Selected text -

# # # #

Saskatchewan Premier Scott Moe (Photo: Public Domain).

Whatever it is, last weekend we learned that the Saskatchewan Party government in the next province to the east had decided to start complaining that employees of the federal environment department were “trespassing” when they took water samples on private land. 

On Saturday, according to media, Mr. Moe’s cabinet approved an Order in Council adding a new section to the province’s Trespass to Property Act that would “state that ‘person’ includes the Crown in right of Canada.”

By the sound of it, in a bit of legal legerdemain that should sound familiar to bemused Albertans following the UCP leadership race in which Ms. Smith is now thought to be the frontrunner, Mr. Moe would like us to believe this bit of stagecraft means that federal law he doesn’t like for whatever reason no longer applies in Saskatchewan. 

Meanwhile, Mr. Moe’s minister responsible for provincial water resources, Jeremy Cockrill, posted a belligerent letter to federal Environment and Climate Change Minister Steven Guilbeault claiming that federal scientists testing for water quality interferes with the province’s jurisdiction and that the federal officials have been “covertly” doing tests in Saskatchewan – an accusation that on its face appears to be false.

UCP leadership contender Danielle Smith (Photo: Dave Cournoyer, Creative Commons).

Mr. Cockrill’s letter also repeated implied threats by Mr. Moe that trespassers – presumably including federal water scientists – could face fines of $25,000 and up to six months in jail for doing their jobs.

# # # #

Written exercise 1 -
Answer these questions using the passage on Saskatchewan's trespass order:
(a) According to media, what did Mr. Moe's cabinet approve on Saturday?
(b) Who wrote a letter to federal Environment and Climate Change Minister Steven Guilbeault?
(c) What penalties could trespassers face, according to that letter?
Written exercise 2 - Please extend the passage on Saskatchewan's trespass order by a paragraph or two, picking up after its final sentence.
The records that come next have no connection to the Saskatchewan trespass passage.

# # # #

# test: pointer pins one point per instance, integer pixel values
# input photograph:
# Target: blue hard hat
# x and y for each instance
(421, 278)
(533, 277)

# # # #

Exercise result 1 -
(a) An Order in Council adding a new section to the province's Trespass to Property Act, stating that "person" includes the Crown in right of Canada.
(b) Jeremy Cockrill, Mr. Moe's minister responsible for provincial water resources.
(c) Fines of $25,000 and up to six months in jail.

Exercise result 2 -
Back here in Wildrose Country, Ms. Smith was quick to publish incendiary comments on social media, stating falsely in a tweet that Ottawa “is sending federal agents to trespass on private land without authority” and not incidentally painting targets on the backs of those federal civil servants. 

“We stand with Premier Scott Moe & Saskatchewan for protecting the rule of law within their borders,” Ms. Smith was quoted saying in an image published with the tweet. She added in another tweet: “This is the latest example of Federal lawlessness & why we need the Alberta Sovereignty Act.”

This is pretty rich for someone whose so-called Sovereignty Act would, if it lives up to its billing, render the concept of rule of law all but meaningless in Alberta by permitting the province to ignore the constitution and federal laws it doesn’t like. Her comments were, as we have come to expect from Ms. Smith, based on a false premise. 

As University of Calgary law professor Martin Z. Olszynski explained on social media, the amendment to the Saskatchewan Trespass Act “didn’t magically make fed inspectors trespassers.”

Saskatchewan water minister Jeremy Cockrill (Photo: Saskatchewan Party).

“It merely clarifies that ‘person,’ where used in the Trespass Act, includes the Crown in right of Canada.” This, he pointed out, is the case anyway, thanks to the wording of Ottawa’s Crown Liability Act, which states that “the Crown is liable for the damages for which, if it were a person, it would be liable.” That includes actions committed by servants of the Crown.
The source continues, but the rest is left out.